YOUR OBJECTIVE: Scan the records for the string "needle" and copy every line that holds it.

EXERCISE DATA:
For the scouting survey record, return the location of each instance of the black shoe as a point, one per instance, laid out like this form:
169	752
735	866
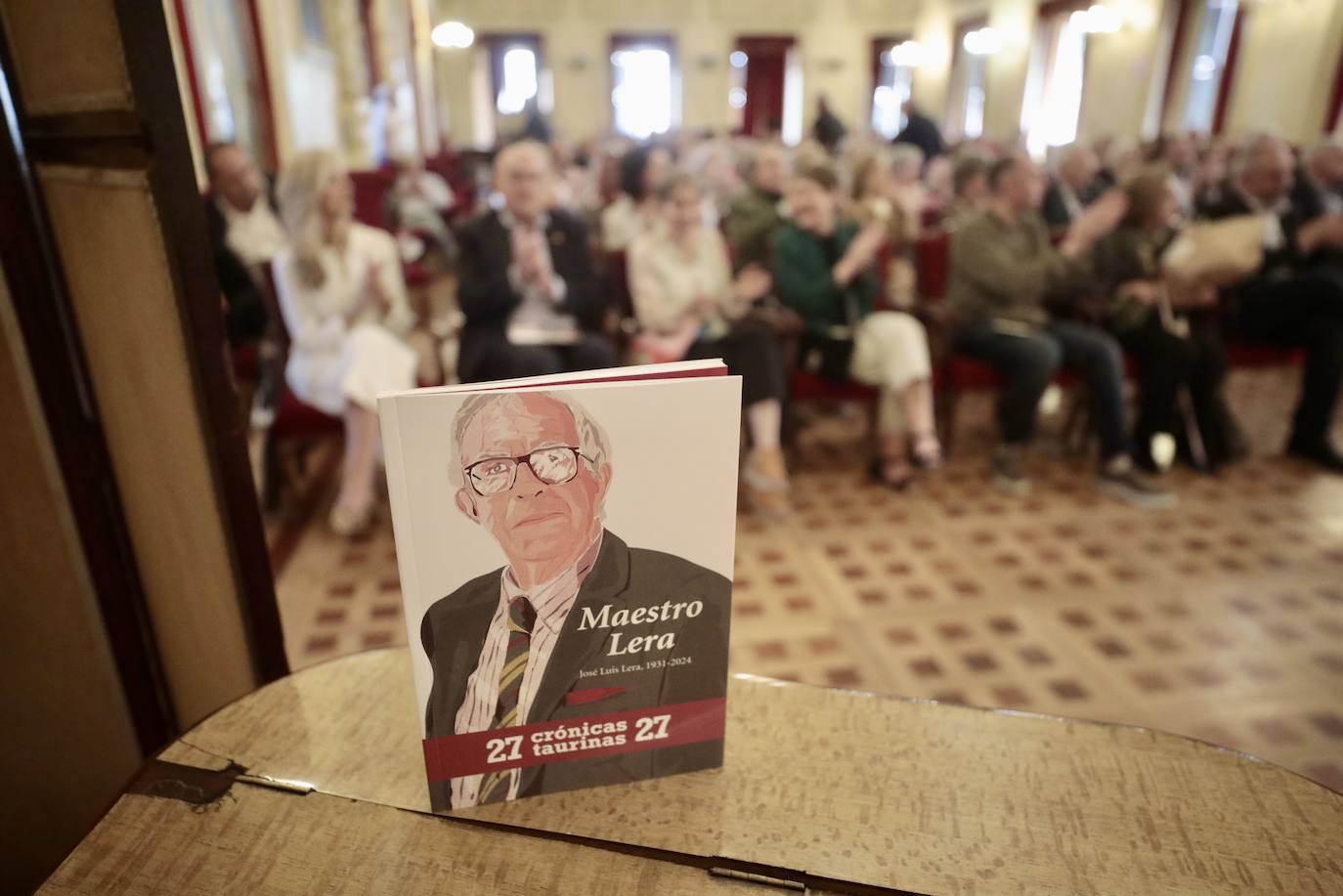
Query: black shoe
1009	476
1126	484
1317	451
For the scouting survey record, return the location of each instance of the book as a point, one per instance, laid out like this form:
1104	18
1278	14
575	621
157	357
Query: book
566	549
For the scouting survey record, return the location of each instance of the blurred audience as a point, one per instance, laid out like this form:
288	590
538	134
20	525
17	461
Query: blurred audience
920	131
883	193
244	234
969	190
1296	294
755	215
828	129
1319	185
1004	275
1170	329
635	211
1072	187
340	289
689	305
822	269
1068	277
419	200
527	283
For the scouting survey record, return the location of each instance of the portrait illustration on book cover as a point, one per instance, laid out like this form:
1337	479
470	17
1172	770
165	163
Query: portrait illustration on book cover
582	660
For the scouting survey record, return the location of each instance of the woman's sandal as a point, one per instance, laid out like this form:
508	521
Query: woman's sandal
927	451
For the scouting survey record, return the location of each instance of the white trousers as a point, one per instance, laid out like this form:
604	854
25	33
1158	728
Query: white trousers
890	351
369	361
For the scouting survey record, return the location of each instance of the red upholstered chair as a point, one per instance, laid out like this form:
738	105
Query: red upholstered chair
1257	355
295	429
370	195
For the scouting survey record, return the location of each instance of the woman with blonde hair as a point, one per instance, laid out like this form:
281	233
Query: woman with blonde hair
343	298
883	192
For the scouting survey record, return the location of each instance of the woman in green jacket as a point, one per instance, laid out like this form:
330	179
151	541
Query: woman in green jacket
822	269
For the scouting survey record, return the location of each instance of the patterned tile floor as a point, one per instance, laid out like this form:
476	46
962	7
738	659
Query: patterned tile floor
1220	619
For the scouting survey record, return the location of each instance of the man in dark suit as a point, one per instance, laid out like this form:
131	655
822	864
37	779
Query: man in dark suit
525	281
243	235
920	131
545	638
1296	296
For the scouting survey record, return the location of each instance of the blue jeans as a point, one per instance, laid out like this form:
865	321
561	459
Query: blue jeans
1027	363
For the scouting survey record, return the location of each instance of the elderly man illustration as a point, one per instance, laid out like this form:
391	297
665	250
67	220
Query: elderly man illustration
544	638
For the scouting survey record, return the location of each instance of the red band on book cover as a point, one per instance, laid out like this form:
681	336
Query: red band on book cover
585	738
630	378
592	695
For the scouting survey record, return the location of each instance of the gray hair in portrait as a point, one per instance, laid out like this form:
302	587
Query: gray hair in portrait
592	441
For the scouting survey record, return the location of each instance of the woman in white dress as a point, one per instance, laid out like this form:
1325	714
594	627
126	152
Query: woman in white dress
341	294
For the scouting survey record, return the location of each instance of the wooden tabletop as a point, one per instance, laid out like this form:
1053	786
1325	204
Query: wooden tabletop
830	788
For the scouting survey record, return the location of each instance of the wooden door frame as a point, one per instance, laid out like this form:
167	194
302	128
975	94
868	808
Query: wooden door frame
151	139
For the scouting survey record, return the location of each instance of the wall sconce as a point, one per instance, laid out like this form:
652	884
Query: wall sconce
452	35
1099	19
908	54
982	42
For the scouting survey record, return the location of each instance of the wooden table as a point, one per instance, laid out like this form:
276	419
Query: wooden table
837	790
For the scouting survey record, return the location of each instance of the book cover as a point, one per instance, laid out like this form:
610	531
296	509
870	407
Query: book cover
566	552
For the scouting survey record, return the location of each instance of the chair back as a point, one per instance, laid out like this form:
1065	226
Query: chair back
932	260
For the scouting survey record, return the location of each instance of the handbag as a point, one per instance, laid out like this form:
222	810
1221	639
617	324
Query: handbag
663	348
1217	253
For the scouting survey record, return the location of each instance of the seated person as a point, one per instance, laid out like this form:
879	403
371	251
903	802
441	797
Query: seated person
243	235
635	210
1169	330
1070	189
1296	297
879	197
1319	183
689	307
822	269
1002	271
754	217
1178	154
969	189
344	303
419	199
525	281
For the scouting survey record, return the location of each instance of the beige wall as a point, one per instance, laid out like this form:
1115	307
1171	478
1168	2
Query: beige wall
1123	72
834	39
1288	57
68	746
1289	53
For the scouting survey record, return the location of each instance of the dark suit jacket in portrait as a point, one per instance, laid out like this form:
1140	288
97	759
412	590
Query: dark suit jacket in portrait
247	314
455	630
488	298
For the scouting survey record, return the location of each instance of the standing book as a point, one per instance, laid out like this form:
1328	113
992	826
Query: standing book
566	549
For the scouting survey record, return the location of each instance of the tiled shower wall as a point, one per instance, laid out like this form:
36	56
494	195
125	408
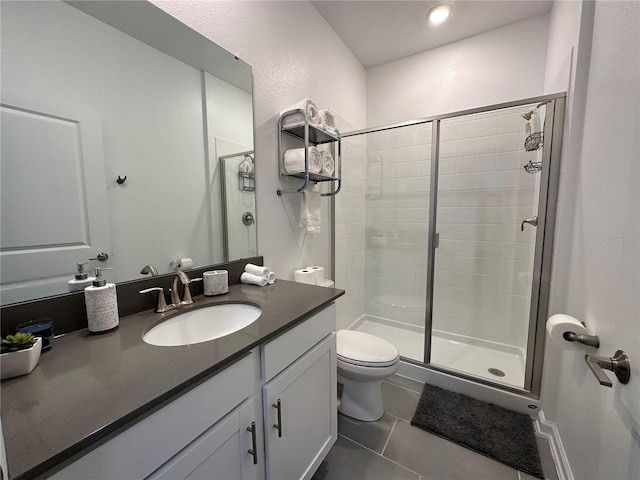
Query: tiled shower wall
483	263
350	229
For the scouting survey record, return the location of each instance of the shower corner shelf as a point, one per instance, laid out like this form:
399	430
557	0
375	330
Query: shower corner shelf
310	135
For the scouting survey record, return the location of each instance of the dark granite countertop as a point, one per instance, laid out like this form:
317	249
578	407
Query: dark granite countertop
89	387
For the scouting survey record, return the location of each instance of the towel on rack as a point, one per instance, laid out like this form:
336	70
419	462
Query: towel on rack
328	121
328	164
312	114
310	212
294	160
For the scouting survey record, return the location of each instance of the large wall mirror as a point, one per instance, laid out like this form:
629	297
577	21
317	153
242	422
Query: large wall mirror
116	119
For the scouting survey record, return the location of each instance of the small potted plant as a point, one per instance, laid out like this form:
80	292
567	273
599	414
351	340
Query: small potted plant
20	354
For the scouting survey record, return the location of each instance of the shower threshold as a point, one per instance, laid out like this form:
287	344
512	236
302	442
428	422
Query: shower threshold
496	362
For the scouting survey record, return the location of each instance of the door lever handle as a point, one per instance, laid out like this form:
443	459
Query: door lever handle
531	221
618	364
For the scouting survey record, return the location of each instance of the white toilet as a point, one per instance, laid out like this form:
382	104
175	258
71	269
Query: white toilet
363	361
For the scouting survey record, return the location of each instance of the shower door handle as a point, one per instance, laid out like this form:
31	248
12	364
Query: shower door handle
531	221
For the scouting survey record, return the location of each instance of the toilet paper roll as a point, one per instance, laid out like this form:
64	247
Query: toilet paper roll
318	272
305	275
560	323
102	308
185	263
251	279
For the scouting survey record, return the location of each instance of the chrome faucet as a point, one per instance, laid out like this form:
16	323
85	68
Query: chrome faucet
175	296
186	297
149	269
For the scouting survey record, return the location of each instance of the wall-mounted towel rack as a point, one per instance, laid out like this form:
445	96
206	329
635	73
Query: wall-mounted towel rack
311	135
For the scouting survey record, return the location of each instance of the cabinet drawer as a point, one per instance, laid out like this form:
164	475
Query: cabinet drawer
291	345
141	449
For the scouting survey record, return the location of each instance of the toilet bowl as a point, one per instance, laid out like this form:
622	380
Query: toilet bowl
363	361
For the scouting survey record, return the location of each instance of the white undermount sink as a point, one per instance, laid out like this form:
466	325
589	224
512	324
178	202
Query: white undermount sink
202	325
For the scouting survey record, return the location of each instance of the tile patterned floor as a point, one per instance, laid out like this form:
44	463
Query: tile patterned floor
392	449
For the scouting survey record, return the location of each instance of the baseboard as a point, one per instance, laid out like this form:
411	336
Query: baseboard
547	429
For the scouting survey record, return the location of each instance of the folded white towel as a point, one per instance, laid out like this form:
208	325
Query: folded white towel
312	114
327	120
294	160
328	164
310	212
252	279
256	270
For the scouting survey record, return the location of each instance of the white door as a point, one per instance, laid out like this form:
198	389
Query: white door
304	394
53	191
229	450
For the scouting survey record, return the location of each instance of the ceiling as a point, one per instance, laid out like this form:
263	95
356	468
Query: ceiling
378	32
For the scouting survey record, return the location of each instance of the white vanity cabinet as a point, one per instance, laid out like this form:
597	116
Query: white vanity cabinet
224	427
300	400
228	450
176	434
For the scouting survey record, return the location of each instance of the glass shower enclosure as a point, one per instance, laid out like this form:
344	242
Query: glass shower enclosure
458	234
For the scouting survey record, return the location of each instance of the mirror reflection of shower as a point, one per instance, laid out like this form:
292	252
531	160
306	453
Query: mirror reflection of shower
237	177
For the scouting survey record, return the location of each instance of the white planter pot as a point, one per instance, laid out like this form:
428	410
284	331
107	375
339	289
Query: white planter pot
13	364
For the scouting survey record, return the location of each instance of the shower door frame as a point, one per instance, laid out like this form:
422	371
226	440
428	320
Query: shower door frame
548	195
547	199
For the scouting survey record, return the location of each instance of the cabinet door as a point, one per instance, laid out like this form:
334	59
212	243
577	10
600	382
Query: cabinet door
222	452
306	395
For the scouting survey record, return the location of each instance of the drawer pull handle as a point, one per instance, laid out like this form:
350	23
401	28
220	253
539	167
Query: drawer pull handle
278	426
254	446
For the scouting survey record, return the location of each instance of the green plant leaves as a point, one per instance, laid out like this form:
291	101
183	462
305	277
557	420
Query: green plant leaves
19	341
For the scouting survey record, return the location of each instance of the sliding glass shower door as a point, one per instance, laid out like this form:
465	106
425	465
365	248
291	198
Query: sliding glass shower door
458	212
484	259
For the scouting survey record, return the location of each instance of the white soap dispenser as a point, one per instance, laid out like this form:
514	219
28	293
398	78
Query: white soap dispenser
102	304
82	279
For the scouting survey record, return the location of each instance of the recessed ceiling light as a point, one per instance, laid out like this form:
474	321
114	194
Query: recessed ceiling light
439	13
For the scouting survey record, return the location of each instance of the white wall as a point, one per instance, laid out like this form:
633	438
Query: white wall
597	260
498	66
294	54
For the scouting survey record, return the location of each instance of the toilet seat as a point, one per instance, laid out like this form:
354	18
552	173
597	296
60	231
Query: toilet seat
366	350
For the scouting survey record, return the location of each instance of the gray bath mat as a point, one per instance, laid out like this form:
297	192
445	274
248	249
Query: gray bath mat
496	432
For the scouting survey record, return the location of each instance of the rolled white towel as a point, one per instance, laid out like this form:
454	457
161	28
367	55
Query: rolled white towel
257	270
327	120
312	114
294	160
251	279
328	164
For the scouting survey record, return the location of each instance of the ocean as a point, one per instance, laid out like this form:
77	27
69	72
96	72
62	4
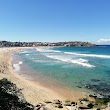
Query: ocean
76	68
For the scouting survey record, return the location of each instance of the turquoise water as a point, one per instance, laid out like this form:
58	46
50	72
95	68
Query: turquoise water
72	67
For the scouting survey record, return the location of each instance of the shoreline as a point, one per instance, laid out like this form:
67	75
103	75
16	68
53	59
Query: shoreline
34	93
48	83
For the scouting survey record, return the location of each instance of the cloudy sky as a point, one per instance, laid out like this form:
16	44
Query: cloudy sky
55	20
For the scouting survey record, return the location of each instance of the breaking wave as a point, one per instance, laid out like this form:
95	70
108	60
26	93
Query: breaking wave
80	61
89	55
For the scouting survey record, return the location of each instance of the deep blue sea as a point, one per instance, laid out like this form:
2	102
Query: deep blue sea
73	67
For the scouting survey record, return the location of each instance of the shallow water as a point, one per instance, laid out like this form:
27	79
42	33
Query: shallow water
71	67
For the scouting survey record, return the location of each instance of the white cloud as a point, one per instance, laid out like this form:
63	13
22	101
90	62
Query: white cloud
103	41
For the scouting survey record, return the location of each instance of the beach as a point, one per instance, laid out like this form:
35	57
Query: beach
40	91
33	92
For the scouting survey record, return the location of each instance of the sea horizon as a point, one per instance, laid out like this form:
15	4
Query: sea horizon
84	69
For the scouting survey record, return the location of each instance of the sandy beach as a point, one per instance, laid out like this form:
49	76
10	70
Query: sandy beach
33	93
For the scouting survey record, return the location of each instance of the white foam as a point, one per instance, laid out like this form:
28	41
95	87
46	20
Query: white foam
27	54
23	52
80	61
89	55
20	62
46	50
16	67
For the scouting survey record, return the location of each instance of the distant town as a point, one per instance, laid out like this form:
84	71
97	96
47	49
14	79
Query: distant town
34	44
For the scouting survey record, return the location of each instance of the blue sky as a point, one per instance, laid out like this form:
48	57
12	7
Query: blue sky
54	20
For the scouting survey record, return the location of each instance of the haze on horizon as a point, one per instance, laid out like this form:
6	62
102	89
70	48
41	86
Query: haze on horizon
55	20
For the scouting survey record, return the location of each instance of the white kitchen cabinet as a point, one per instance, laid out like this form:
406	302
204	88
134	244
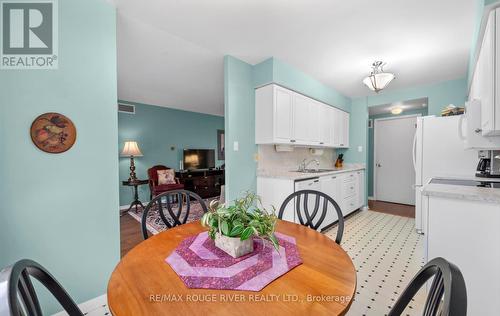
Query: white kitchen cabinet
346	188
344	134
341	129
327	122
283	116
484	85
301	119
315	126
361	188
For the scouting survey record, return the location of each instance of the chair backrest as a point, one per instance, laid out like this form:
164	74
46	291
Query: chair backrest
153	173
177	203
18	296
447	295
314	217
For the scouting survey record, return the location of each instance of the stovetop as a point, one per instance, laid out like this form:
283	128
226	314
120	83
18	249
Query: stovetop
471	183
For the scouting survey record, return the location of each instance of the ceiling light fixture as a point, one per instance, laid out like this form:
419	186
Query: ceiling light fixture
378	79
397	110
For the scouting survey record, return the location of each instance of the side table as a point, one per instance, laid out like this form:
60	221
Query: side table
135	184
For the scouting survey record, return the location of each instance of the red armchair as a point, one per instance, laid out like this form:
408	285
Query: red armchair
156	189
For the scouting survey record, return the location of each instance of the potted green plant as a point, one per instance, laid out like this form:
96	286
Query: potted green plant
233	226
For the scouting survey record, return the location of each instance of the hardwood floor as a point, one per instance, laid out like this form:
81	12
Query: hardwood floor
392	208
130	233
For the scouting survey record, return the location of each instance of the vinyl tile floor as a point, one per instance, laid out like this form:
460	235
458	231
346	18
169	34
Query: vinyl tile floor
386	251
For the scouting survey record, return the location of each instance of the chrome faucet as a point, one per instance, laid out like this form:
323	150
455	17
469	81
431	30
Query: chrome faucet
303	165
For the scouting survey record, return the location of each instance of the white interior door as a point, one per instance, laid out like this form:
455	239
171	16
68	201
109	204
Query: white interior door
394	172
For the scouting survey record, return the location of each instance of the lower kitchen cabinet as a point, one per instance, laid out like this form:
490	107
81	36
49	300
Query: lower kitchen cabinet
346	188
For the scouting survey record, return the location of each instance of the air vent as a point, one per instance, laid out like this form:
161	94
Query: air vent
126	108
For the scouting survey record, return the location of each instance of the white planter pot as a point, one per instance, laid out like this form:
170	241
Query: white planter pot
233	246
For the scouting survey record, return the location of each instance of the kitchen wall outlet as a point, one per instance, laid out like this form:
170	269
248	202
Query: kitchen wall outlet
256	157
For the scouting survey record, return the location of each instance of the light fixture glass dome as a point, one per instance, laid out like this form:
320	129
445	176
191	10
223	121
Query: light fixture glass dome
378	79
397	110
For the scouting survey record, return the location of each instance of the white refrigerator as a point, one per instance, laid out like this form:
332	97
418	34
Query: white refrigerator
438	151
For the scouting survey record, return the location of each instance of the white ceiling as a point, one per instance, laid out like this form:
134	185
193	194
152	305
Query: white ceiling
410	105
170	53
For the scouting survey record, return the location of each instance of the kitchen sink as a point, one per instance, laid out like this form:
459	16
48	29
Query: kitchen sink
314	170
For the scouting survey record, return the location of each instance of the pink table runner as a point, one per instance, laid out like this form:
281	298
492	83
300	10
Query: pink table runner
201	265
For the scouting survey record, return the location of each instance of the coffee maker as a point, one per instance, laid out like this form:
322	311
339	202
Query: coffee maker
489	164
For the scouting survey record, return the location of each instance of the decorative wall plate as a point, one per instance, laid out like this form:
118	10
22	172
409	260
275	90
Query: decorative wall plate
53	133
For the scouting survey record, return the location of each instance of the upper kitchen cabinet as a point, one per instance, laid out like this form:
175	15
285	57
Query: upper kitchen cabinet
283	116
486	75
341	129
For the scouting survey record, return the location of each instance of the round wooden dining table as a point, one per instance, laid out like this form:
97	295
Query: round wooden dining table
144	284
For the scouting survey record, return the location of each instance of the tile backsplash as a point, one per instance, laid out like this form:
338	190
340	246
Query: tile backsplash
270	159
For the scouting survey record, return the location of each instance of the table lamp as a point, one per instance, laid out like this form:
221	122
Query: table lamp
131	149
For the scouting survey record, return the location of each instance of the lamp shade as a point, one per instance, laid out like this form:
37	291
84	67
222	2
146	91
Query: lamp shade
131	149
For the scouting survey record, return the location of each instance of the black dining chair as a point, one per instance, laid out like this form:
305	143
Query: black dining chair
447	295
313	218
18	296
178	205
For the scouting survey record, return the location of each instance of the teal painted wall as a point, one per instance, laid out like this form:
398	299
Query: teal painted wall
62	209
358	134
240	81
157	129
422	112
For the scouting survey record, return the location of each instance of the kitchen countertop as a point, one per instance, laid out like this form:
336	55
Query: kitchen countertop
480	194
294	175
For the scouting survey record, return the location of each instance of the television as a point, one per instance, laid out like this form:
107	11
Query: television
195	159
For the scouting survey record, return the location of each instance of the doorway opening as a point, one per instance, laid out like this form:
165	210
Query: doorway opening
391	175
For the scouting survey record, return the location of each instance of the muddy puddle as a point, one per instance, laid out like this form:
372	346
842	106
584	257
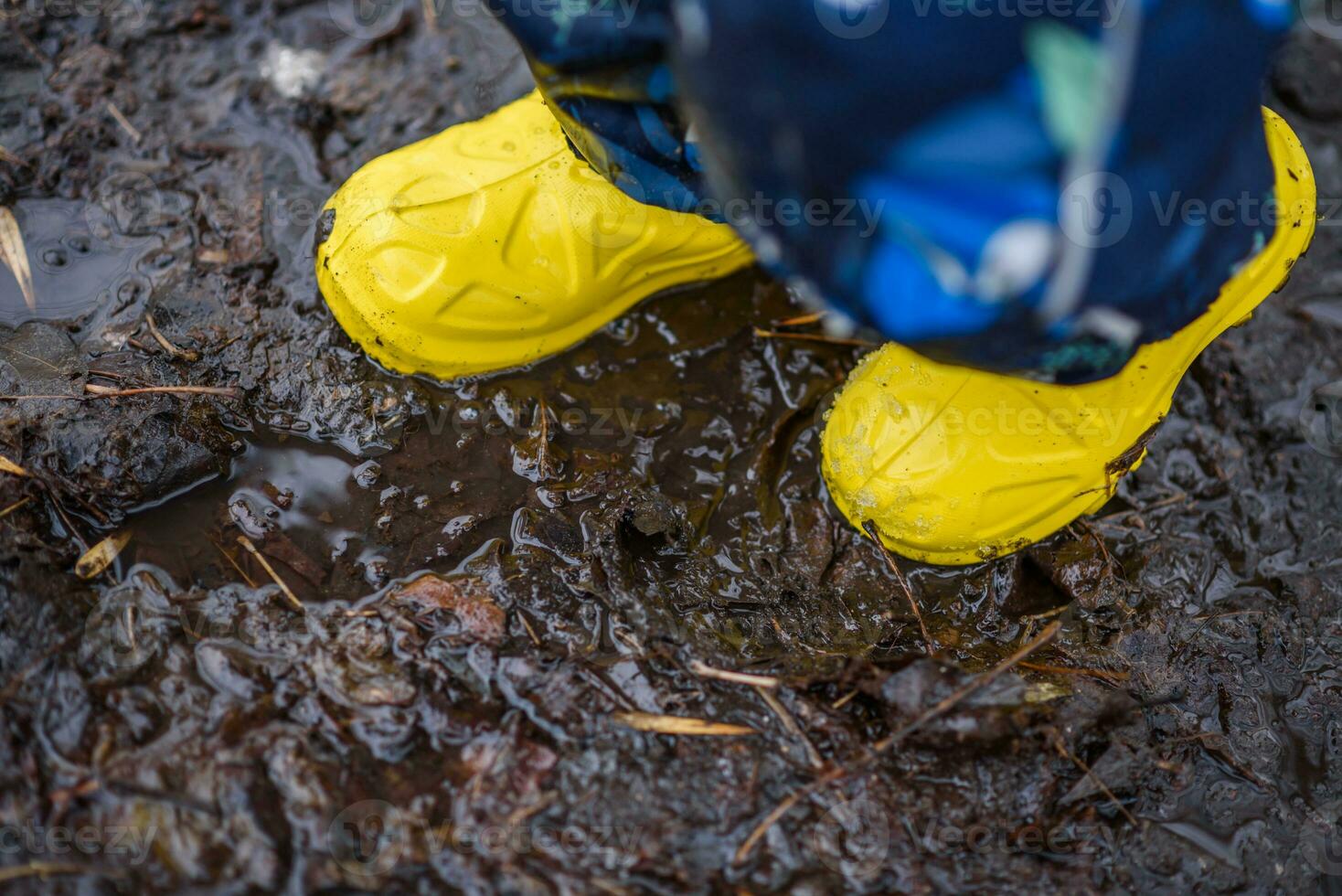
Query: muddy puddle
376	634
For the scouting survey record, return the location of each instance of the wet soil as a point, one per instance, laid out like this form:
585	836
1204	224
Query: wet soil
429	674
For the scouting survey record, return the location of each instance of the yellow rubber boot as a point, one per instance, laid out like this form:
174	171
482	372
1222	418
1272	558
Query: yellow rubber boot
957	465
492	244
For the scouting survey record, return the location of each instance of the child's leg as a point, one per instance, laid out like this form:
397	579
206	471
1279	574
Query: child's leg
602	69
1008	189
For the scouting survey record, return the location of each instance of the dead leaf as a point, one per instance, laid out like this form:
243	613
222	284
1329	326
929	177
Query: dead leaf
467	597
15	256
100	557
679	724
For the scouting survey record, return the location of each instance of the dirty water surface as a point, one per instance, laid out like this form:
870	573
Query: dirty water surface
367	632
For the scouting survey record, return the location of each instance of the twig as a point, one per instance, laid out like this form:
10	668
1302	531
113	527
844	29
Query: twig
1067	754
869	528
791	724
802	319
679	724
103	392
705	671
229	559
264	563
166	345
814	336
530	632
882	746
125	123
1061	669
108	392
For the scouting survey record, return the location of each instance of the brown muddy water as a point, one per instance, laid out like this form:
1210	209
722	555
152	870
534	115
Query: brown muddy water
484	582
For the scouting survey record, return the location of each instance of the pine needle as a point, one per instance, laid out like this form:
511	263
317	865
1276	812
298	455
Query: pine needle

EXERCISE SOLUTION:
For the scouting survey record, return the location of each instance of the pine needle as a point, one per instance, laid out like this form:
Query: pine needle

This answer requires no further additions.